Identify every line in the items below that contains the word "illuminated" and copy each of those lines.

■ RECORD EXTRACTS:
------------------------------------------------------------

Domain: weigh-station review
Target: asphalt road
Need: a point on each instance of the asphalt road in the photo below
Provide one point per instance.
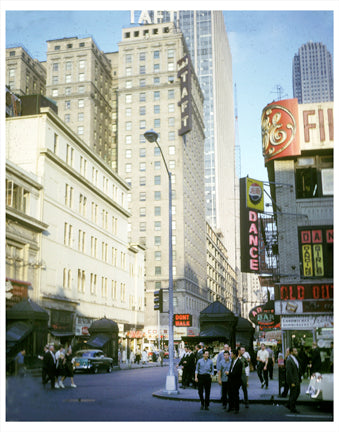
(126, 396)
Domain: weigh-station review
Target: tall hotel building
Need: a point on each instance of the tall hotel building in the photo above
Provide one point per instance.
(313, 74)
(149, 96)
(80, 79)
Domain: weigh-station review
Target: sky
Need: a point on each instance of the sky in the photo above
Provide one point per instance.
(262, 42)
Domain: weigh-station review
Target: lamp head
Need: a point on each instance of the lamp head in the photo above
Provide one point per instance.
(151, 135)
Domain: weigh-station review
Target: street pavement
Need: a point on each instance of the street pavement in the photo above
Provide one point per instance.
(256, 394)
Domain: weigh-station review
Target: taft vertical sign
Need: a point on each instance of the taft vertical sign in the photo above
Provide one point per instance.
(249, 231)
(185, 103)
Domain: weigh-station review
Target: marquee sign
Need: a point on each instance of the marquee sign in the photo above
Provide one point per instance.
(280, 130)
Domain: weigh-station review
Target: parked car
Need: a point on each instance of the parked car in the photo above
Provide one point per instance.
(320, 387)
(92, 360)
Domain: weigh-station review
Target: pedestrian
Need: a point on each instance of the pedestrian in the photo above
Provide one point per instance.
(262, 361)
(20, 363)
(43, 368)
(286, 386)
(138, 356)
(68, 367)
(203, 376)
(270, 362)
(144, 356)
(245, 358)
(223, 371)
(161, 356)
(220, 356)
(200, 351)
(234, 380)
(184, 363)
(60, 365)
(191, 367)
(293, 378)
(49, 363)
(315, 362)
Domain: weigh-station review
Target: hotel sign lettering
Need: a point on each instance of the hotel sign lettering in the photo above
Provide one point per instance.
(185, 103)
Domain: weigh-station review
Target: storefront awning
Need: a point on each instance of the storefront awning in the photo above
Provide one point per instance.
(16, 333)
(58, 333)
(98, 340)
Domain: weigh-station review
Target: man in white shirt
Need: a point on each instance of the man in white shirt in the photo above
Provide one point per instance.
(262, 361)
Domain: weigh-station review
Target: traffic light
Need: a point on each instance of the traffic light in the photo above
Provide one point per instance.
(158, 300)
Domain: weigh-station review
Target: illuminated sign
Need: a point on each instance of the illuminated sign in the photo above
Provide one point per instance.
(182, 320)
(249, 233)
(316, 250)
(279, 129)
(303, 292)
(185, 103)
(255, 194)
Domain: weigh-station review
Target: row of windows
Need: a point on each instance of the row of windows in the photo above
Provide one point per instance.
(156, 96)
(143, 55)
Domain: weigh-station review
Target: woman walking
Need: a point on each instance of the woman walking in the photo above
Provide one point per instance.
(68, 368)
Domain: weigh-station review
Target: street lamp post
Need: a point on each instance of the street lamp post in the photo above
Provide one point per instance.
(171, 379)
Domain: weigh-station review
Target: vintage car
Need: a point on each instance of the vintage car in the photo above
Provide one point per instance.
(92, 360)
(320, 387)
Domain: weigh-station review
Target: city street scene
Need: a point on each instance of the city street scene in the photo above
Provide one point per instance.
(169, 216)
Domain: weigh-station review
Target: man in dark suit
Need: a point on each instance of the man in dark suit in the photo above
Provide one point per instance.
(49, 364)
(293, 378)
(234, 380)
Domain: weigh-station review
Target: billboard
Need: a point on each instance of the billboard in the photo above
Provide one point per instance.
(280, 129)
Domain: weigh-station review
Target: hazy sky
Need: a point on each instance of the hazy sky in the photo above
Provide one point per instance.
(262, 42)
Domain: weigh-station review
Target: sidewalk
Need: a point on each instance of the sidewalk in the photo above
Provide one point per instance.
(255, 393)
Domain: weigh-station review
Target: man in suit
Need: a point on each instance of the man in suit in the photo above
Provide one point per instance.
(49, 364)
(293, 378)
(234, 380)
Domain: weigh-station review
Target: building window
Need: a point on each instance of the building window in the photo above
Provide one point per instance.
(314, 177)
(171, 150)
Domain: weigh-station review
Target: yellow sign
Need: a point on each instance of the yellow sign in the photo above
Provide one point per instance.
(255, 195)
(307, 260)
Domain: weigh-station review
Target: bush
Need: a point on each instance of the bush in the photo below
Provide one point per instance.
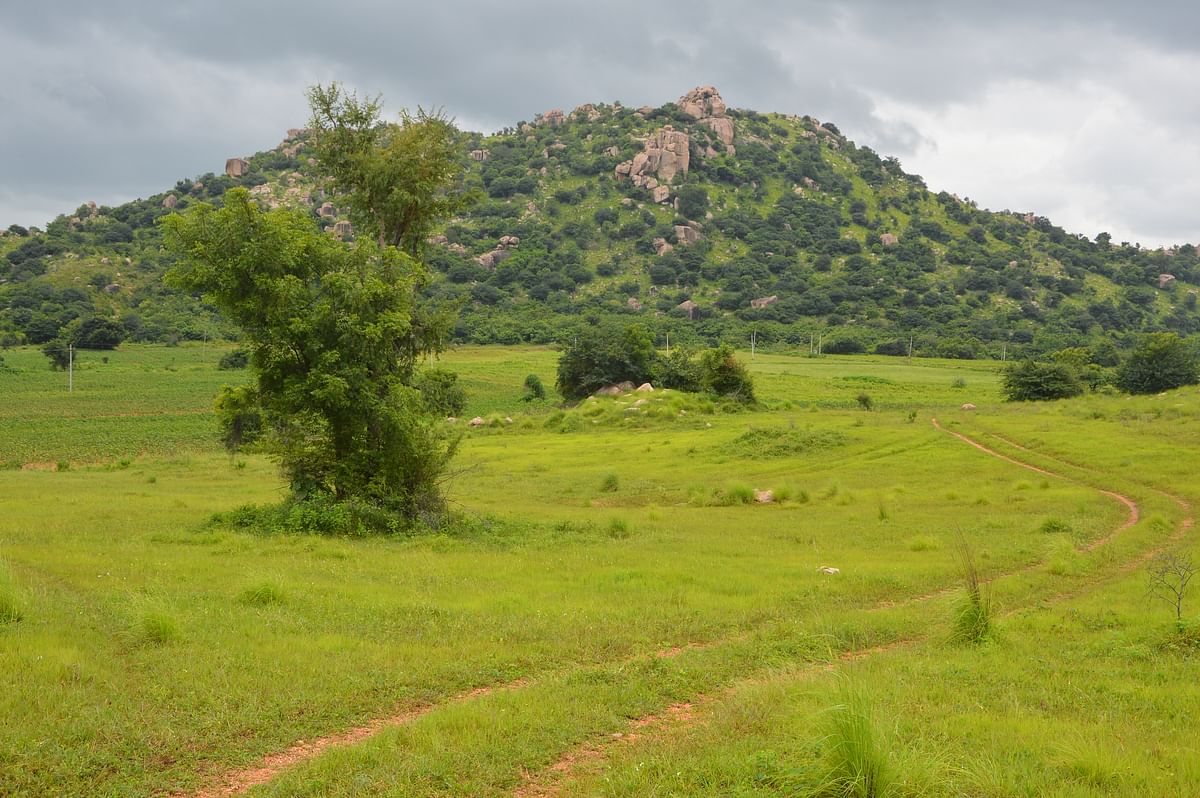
(1031, 381)
(678, 371)
(1161, 361)
(534, 389)
(603, 355)
(723, 373)
(233, 360)
(240, 417)
(441, 391)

------------------------------------------------------------

■ EXERCISE OUTPUT:
Target: illuminated sign
Need: a point on each instance of the illuminated sign in the photo above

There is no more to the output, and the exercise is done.